# start of RECORDS SUPPLIED

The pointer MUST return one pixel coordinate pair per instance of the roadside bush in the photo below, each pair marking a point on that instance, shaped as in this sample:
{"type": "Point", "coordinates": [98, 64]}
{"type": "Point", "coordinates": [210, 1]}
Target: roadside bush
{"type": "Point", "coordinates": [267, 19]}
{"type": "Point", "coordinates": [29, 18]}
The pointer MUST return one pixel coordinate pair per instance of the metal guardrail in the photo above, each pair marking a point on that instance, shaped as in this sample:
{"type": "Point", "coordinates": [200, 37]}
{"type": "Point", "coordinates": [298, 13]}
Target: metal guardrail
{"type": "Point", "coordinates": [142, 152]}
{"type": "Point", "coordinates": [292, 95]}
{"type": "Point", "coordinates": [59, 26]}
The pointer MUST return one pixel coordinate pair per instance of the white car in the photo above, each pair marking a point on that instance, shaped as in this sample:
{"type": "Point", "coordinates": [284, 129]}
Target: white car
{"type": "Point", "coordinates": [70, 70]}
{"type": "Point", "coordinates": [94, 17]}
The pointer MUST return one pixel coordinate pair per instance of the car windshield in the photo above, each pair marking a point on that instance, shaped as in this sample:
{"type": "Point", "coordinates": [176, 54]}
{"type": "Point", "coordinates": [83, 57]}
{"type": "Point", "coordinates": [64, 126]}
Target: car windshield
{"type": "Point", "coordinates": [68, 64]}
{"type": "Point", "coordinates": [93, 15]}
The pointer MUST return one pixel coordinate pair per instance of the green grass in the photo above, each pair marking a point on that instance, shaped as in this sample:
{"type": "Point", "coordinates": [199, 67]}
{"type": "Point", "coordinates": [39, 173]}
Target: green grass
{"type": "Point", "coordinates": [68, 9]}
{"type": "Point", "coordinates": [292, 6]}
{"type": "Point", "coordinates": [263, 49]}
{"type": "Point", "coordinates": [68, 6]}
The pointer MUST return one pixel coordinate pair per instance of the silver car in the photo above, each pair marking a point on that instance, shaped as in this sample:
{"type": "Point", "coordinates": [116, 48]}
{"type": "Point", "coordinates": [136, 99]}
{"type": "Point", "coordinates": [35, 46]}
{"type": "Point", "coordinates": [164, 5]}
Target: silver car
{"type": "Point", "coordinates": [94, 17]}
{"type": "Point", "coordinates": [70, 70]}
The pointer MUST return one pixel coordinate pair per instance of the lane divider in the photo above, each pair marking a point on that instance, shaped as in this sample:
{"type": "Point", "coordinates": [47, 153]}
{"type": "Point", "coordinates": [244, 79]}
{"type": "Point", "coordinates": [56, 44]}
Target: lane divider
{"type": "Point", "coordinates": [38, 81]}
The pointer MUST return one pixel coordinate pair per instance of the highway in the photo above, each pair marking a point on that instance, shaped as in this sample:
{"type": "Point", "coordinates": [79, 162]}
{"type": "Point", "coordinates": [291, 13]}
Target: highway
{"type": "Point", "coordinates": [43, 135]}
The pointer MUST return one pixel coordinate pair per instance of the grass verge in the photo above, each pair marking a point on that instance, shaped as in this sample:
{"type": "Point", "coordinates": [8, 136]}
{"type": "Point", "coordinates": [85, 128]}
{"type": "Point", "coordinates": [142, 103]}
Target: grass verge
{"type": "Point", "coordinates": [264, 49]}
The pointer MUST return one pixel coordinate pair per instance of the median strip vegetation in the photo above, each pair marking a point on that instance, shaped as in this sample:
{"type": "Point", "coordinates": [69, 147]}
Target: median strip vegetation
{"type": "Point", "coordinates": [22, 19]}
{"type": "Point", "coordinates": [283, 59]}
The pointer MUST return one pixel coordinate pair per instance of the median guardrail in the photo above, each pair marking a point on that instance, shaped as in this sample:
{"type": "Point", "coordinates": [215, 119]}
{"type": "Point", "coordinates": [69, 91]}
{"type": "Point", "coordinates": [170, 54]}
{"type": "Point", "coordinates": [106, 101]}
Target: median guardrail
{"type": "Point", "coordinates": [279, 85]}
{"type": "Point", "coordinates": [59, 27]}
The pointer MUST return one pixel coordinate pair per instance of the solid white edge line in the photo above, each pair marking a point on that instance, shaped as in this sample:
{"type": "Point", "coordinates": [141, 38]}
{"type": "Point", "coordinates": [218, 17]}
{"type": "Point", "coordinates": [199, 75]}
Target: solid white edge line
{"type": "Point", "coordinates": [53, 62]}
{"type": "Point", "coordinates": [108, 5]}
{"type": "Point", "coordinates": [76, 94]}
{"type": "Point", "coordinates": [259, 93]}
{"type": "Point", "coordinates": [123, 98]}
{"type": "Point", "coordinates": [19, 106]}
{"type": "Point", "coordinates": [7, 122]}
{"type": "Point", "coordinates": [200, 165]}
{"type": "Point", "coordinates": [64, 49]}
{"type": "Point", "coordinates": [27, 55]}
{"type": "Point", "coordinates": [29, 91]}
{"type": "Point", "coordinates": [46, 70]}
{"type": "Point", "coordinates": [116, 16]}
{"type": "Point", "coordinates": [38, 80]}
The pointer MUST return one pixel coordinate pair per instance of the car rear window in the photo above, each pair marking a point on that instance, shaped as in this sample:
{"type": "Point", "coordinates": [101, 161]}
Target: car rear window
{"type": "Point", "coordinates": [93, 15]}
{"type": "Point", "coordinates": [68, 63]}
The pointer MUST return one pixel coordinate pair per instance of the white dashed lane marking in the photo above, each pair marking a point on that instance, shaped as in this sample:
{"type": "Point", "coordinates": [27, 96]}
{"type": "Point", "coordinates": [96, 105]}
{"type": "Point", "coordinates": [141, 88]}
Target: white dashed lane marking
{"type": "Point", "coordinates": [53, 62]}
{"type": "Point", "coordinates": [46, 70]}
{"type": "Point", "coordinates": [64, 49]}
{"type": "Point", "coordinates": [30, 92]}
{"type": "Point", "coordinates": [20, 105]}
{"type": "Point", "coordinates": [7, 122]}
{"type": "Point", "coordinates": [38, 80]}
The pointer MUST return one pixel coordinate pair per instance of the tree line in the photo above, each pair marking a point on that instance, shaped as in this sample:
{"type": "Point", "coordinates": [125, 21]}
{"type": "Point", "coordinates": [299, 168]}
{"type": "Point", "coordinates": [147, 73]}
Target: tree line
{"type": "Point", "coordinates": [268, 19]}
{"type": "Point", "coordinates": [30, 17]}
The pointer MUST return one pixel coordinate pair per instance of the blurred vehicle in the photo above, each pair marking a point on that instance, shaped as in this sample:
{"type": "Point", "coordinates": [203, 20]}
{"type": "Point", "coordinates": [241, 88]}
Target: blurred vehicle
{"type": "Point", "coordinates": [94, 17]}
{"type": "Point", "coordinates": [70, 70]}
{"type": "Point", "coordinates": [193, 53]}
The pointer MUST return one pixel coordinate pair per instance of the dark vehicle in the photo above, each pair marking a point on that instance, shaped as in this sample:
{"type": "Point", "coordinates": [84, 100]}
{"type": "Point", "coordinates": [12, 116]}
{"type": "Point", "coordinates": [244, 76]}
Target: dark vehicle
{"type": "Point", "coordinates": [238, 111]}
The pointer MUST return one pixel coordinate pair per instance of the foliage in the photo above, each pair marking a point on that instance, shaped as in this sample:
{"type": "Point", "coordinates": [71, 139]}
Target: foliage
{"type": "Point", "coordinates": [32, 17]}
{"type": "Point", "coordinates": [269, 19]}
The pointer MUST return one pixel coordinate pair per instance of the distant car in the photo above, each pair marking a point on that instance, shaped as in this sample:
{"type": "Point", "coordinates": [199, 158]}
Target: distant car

# end of RECORDS SUPPLIED

SHORT EXERCISE — Retype all of the material, keeping each line exact.

RESPONSE —
The pointer MUST return one pixel coordinate pair per instance of the roadside bush in the photo below, each pair marking a point on that instance, shaped as in this sample:
{"type": "Point", "coordinates": [98, 64]}
{"type": "Point", "coordinates": [210, 1]}
Target: roadside bush
{"type": "Point", "coordinates": [267, 19]}
{"type": "Point", "coordinates": [29, 18]}
The pointer MUST return one pixel coordinate pair per instance of the metal guardrail in the photo above, each pair marking a point on that instance, shaped as in this sample:
{"type": "Point", "coordinates": [200, 37]}
{"type": "Point", "coordinates": [298, 13]}
Target: metal guardrail
{"type": "Point", "coordinates": [142, 152]}
{"type": "Point", "coordinates": [292, 95]}
{"type": "Point", "coordinates": [59, 26]}
The pointer MUST return one pixel coordinate pair per instance of the white car in the photo above, each pair marking a point on that instance, shaped as in this sample:
{"type": "Point", "coordinates": [284, 129]}
Target: white car
{"type": "Point", "coordinates": [70, 70]}
{"type": "Point", "coordinates": [94, 17]}
The pointer MUST return one pixel coordinate pair per instance of the car windshield in the photo above, each pair marking a point on that instance, shaped as in this sample:
{"type": "Point", "coordinates": [176, 54]}
{"type": "Point", "coordinates": [83, 57]}
{"type": "Point", "coordinates": [64, 126]}
Target: car windshield
{"type": "Point", "coordinates": [68, 64]}
{"type": "Point", "coordinates": [93, 15]}
The pointer MUST return one pixel coordinate pair per instance of the green grass in the photo above, each pair marking a point on that instance, shaped as in this sample:
{"type": "Point", "coordinates": [199, 67]}
{"type": "Point", "coordinates": [39, 173]}
Target: green grass
{"type": "Point", "coordinates": [68, 9]}
{"type": "Point", "coordinates": [292, 6]}
{"type": "Point", "coordinates": [263, 49]}
{"type": "Point", "coordinates": [68, 6]}
The pointer MUST return one pixel coordinate pair per instance of the silver car in the photo above, each pair marking a point on that instance, shaped as in this sample:
{"type": "Point", "coordinates": [116, 48]}
{"type": "Point", "coordinates": [136, 99]}
{"type": "Point", "coordinates": [35, 46]}
{"type": "Point", "coordinates": [164, 5]}
Target: silver car
{"type": "Point", "coordinates": [94, 17]}
{"type": "Point", "coordinates": [70, 70]}
The pointer MUST return one pixel coordinate pair per instance of the lane divider in the photo above, each pair marking a point on that instance, shaped as in this sample:
{"type": "Point", "coordinates": [47, 153]}
{"type": "Point", "coordinates": [244, 79]}
{"type": "Point", "coordinates": [56, 44]}
Target: lane divider
{"type": "Point", "coordinates": [38, 81]}
The pointer MUST return one pixel coordinate pair per instance of the highway in the photo above, each pair marking a point on that instance, shaped as in this sample:
{"type": "Point", "coordinates": [79, 162]}
{"type": "Point", "coordinates": [291, 13]}
Target: highway
{"type": "Point", "coordinates": [43, 135]}
The pointer MUST return one pixel coordinate pair per instance of the grass verge in the photo above, each pair marking a point on that instance, shaped as in this sample:
{"type": "Point", "coordinates": [8, 136]}
{"type": "Point", "coordinates": [85, 128]}
{"type": "Point", "coordinates": [142, 103]}
Target: grass verge
{"type": "Point", "coordinates": [264, 49]}
The pointer MUST return one pixel coordinate pair per instance of the median strip vegetation in the photo above, each pair marking a point on that instance, shaped as in this sample:
{"type": "Point", "coordinates": [69, 147]}
Target: median strip vegetation
{"type": "Point", "coordinates": [22, 19]}
{"type": "Point", "coordinates": [283, 59]}
The pointer MUST return one pixel coordinate pair per instance of the median guardrail in the photo above, each pair marking a point on that instance, shaped as in this sample:
{"type": "Point", "coordinates": [215, 119]}
{"type": "Point", "coordinates": [69, 91]}
{"type": "Point", "coordinates": [170, 54]}
{"type": "Point", "coordinates": [106, 101]}
Target: median guardrail
{"type": "Point", "coordinates": [279, 85]}
{"type": "Point", "coordinates": [59, 27]}
The pointer MUST return one pixel coordinate pair per instance of the solid white edge line in the photo above, each pair marking a point on that instance, shaped as in this sample:
{"type": "Point", "coordinates": [141, 38]}
{"type": "Point", "coordinates": [218, 17]}
{"type": "Point", "coordinates": [199, 75]}
Target: solid white edge line
{"type": "Point", "coordinates": [53, 62]}
{"type": "Point", "coordinates": [108, 5]}
{"type": "Point", "coordinates": [76, 94]}
{"type": "Point", "coordinates": [259, 93]}
{"type": "Point", "coordinates": [123, 98]}
{"type": "Point", "coordinates": [19, 106]}
{"type": "Point", "coordinates": [7, 122]}
{"type": "Point", "coordinates": [200, 165]}
{"type": "Point", "coordinates": [64, 49]}
{"type": "Point", "coordinates": [27, 55]}
{"type": "Point", "coordinates": [29, 91]}
{"type": "Point", "coordinates": [46, 70]}
{"type": "Point", "coordinates": [116, 16]}
{"type": "Point", "coordinates": [38, 80]}
The pointer MUST return one pixel coordinate pair per instance of the car rear window in the photo above, each pair marking a point on that instance, shaped as in this sample:
{"type": "Point", "coordinates": [101, 161]}
Target: car rear window
{"type": "Point", "coordinates": [93, 15]}
{"type": "Point", "coordinates": [68, 63]}
The pointer MUST return one pixel coordinate pair per instance of the white dashed lane marking in the photo above, each pair marking a point on that instance, shaped as in this sample:
{"type": "Point", "coordinates": [27, 96]}
{"type": "Point", "coordinates": [96, 105]}
{"type": "Point", "coordinates": [141, 88]}
Target: white dashed lane marking
{"type": "Point", "coordinates": [53, 62]}
{"type": "Point", "coordinates": [46, 70]}
{"type": "Point", "coordinates": [64, 49]}
{"type": "Point", "coordinates": [30, 92]}
{"type": "Point", "coordinates": [20, 105]}
{"type": "Point", "coordinates": [7, 122]}
{"type": "Point", "coordinates": [38, 80]}
The pointer MUST return one pixel coordinate pair per instance of the tree line in the photo above, each pair marking a point on that instance, shaped as in this sample:
{"type": "Point", "coordinates": [125, 21]}
{"type": "Point", "coordinates": [299, 168]}
{"type": "Point", "coordinates": [147, 73]}
Target: tree line
{"type": "Point", "coordinates": [268, 19]}
{"type": "Point", "coordinates": [30, 17]}
The pointer MUST return one pixel coordinate pair per instance of the blurred vehicle in the photo above, each pair marking a point on that instance, shaped as in this sample:
{"type": "Point", "coordinates": [203, 20]}
{"type": "Point", "coordinates": [241, 88]}
Target: blurred vehicle
{"type": "Point", "coordinates": [94, 17]}
{"type": "Point", "coordinates": [70, 70]}
{"type": "Point", "coordinates": [193, 53]}
The pointer MUST return one pixel coordinate pair per instance of the dark vehicle in the photo above, each pair marking a point on that instance, shaped as in this sample:
{"type": "Point", "coordinates": [84, 100]}
{"type": "Point", "coordinates": [12, 116]}
{"type": "Point", "coordinates": [244, 76]}
Target: dark vehicle
{"type": "Point", "coordinates": [238, 111]}
The pointer MUST return one pixel coordinate pair per instance of the foliage in the photo above, each pair marking a point on that instance, shaped as in this sample:
{"type": "Point", "coordinates": [71, 139]}
Target: foliage
{"type": "Point", "coordinates": [32, 17]}
{"type": "Point", "coordinates": [269, 19]}
The pointer MUST return one pixel coordinate pair per instance of the distant car in the photo above, each pair marking a point on that instance, shaped as in this sample:
{"type": "Point", "coordinates": [199, 158]}
Target: distant car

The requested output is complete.